The request: Return every one of the rows below unchanged, line for line.

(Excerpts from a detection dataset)

____

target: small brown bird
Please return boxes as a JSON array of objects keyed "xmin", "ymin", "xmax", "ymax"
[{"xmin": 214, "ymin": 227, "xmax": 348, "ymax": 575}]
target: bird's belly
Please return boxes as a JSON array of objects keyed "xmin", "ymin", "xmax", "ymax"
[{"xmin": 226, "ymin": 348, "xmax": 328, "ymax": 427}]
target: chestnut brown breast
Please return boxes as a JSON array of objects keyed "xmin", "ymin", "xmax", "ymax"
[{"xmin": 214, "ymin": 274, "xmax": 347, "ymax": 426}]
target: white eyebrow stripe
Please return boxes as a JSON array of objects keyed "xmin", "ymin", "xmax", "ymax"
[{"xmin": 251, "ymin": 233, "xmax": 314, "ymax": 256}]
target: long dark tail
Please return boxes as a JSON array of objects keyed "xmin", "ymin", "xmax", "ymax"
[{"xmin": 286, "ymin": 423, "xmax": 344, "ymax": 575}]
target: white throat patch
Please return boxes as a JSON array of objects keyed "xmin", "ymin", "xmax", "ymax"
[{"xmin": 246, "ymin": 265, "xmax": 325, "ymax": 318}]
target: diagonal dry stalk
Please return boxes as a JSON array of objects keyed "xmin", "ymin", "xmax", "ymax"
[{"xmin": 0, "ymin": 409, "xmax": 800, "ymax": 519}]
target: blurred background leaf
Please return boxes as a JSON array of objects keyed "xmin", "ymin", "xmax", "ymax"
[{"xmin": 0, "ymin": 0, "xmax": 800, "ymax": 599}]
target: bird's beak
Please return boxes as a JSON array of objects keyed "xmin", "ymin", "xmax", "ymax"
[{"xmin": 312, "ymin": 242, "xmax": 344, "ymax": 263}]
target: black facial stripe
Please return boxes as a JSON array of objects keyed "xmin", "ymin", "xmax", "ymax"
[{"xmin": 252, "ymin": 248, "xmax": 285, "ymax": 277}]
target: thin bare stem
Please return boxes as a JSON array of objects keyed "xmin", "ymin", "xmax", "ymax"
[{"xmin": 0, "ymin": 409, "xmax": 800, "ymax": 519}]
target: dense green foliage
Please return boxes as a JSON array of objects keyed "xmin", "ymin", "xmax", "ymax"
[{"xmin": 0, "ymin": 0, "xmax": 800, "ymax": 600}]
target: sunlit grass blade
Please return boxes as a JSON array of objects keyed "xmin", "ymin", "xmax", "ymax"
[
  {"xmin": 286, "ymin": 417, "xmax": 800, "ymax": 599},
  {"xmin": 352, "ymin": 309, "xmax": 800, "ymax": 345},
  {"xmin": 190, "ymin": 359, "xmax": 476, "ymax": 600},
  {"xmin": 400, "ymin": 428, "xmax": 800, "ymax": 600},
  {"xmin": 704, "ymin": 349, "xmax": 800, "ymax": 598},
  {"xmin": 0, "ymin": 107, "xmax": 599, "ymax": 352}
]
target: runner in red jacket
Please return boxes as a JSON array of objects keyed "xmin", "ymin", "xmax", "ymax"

____

Worked solution:
target: small brown bird
Please return boxes as a JSON array of objects keyed "xmin", "ymin", "xmax", "ymax"
[{"xmin": 214, "ymin": 227, "xmax": 348, "ymax": 575}]
target: bird's belly
Please return boxes as a JSON array of objects keyed "xmin", "ymin", "xmax", "ymax"
[{"xmin": 226, "ymin": 348, "xmax": 328, "ymax": 427}]
target: chestnut brown breast
Please return boxes as a JSON array of objects keyed "xmin", "ymin", "xmax", "ymax"
[{"xmin": 214, "ymin": 274, "xmax": 347, "ymax": 426}]
target: white eyebrow stripe
Please return boxes as a JSON array of objects keyed "xmin", "ymin", "xmax", "ymax"
[{"xmin": 251, "ymin": 233, "xmax": 314, "ymax": 256}]
target: long dark tail
Please return boxes as a JSON array of objects keyed "xmin", "ymin", "xmax", "ymax"
[{"xmin": 286, "ymin": 423, "xmax": 344, "ymax": 575}]
target: white throat patch
Please return boxes as a JSON array of objects keyed "xmin", "ymin", "xmax", "ymax"
[{"xmin": 246, "ymin": 265, "xmax": 325, "ymax": 318}]
target: diagonal dry stalk
Please return boxes as a JSON array of objects keyed "xmin", "ymin", "xmax", "ymax"
[{"xmin": 0, "ymin": 409, "xmax": 800, "ymax": 519}]
target: blurred background leaf
Please return boxes as a JSON array of objects keyed "xmin", "ymin", "xmax", "ymax"
[{"xmin": 0, "ymin": 0, "xmax": 800, "ymax": 599}]
target: bird's beak
Please return boxes as a JSON array of objects keyed "xmin", "ymin", "xmax", "ymax"
[{"xmin": 312, "ymin": 242, "xmax": 344, "ymax": 263}]
target: black facial stripe
Please return boxes as a JSON array of objects keyed "xmin", "ymin", "xmax", "ymax"
[{"xmin": 252, "ymin": 248, "xmax": 285, "ymax": 277}]
target: thin bare stem
Please return boxes as a JSON array of objects keyed "xmin", "ymin", "xmax", "ymax"
[{"xmin": 0, "ymin": 409, "xmax": 800, "ymax": 519}]
target: dense green foliage
Please return boxes as a JSON array of objects keyed "xmin", "ymin", "xmax", "ymax"
[{"xmin": 0, "ymin": 0, "xmax": 800, "ymax": 600}]
target: sunlit grass blade
Please return boxes as a JSON array of objects keyed "xmin", "ymin", "xmax", "ymax"
[
  {"xmin": 286, "ymin": 417, "xmax": 800, "ymax": 599},
  {"xmin": 352, "ymin": 309, "xmax": 800, "ymax": 345},
  {"xmin": 190, "ymin": 359, "xmax": 476, "ymax": 600},
  {"xmin": 400, "ymin": 428, "xmax": 800, "ymax": 600},
  {"xmin": 704, "ymin": 349, "xmax": 800, "ymax": 598},
  {"xmin": 0, "ymin": 107, "xmax": 599, "ymax": 352}
]
target: runner in red jacket
Please return boxes as a JSON array of objects keyed "xmin", "ymin", "xmax", "ymax"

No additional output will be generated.